Task set
- A) Name the three parts of a sample return mission listed in the passage about bringing Mars samples to Earth below, including which agency provides each.
- B) Carry on the passage about bringing Mars samples to Earth below, picking up after its final sentence.

A sample return mission would have 3 parts. First, there’d be a fast-moving fetch rover built by the European Space Agency to collect samples for study.
Then a NASA ascent vehicle which would transfer the samples to Mars orbit. And an orbiting mission from ESA that would retrieve the samples and bring them back to Earth.
ESA’s Sample Fetch Rover would be a relatively light-weight vehicle, no greater than about 120 kilograms. It would need to be able to travel 20-30 kilometers going 200 meters per day, autonomously routing around hazards in its way.
Over the course of this period, it would pick up dozens of samples left on the surface by Mars 2020 and Rosalind Franklin, choosing the 30 or so most scientifically interesting to send home. After several months of collecting samples, the Fetch Rover would arrive at the Mars Sample Retrieval Lander. This is a spacecraft that has many similarities to NASA’s Curiosity and Mars 2020 rovers. It would use a heatshield then parachute as it enters the Martian atmosphere, finally lowering the ascent rocket to the surface of Mars.
It would sit on Mars for up to 150 days, waiting for samples from the Fetch Rover. When the samples were loaded on board, the Ascent Vehicle would fire its hybrid or solid rocket motor, carrying the samples into a 350-km altitude orbit. Then it would be intercepted by ESA’s Earth Return Orbiter, making a completely autonomous rendezvous millions of kilometers from Earth.

Material supplied
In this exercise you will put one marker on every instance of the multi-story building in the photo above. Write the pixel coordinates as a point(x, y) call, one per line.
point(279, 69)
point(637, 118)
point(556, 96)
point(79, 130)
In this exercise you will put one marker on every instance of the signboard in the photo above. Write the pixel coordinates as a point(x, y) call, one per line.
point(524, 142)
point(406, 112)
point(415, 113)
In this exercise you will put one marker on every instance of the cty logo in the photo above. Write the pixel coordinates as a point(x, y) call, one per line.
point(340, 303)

Exercise answers
- A)
- A fast-moving fetch rover built by the European Space Agency to collect samples for study
- A NASA ascent vehicle that would transfer the samples to Mars orbit
- An orbiting mission from ESA that would retrieve the samples and bring them back to Earth

- B)
It’ll then use a solar-electric ion engine to make the long journey back to Earth. And then, sometime in the 2030s, scientists will get their hands on about 500 grams of material from the surface of Mars.
In early 2019, the White House included money in their proposed budget for a Mars Sample Return mission, which ideally could launch as soon as 2026. Although a mission like this has been proposed many times before, this is the first time that actual funding was set aside.
Government gave NASA $109 million in 2020 to work on “future Mars activities” which is essentially the sample return mission. So now, after almost 50 years of planning, a serious sample return mission to Mars is in the works.
When was the mission first planned
NASA has actually been planning for a Mars sample return mission since the early 1970s, even before the launch of the Viking spacecraft.
Why it is needed to bring the samples
The goals of a return mission would include the search for life, not just life today, but past life, and even the chemical precursors of life. By returning samples of Mars back home, scientists could perform all kinds of experiments on the Martian surface, exposing it to water, thicker atmosphere and nutrients to see if there’s any active bacteria.
This experiment was attempted with Viking, but the results were inconclusive and planetary biologists still argue over them. They could analyze the samples under powerful microscopes, searching for any microscopic fossils, or any other indication there’s life there.
In addition, scientists could understand the history of the surface of Mars, and how it was affected by water over millions of years. Samples could be returned from some of the most interesting spots, like the sediments of lakes, deposits around hydrothermal vents, and the deltas of ancient rivers. They could bring back samples from recent and ancient meteorite strikes, volcanic eruptions, and regions that were exposed to wind for a long time. They could also study the long-term history of Mars over billions of years, to try and understand when vast planetary changes occurred to make the planet so cold and dry.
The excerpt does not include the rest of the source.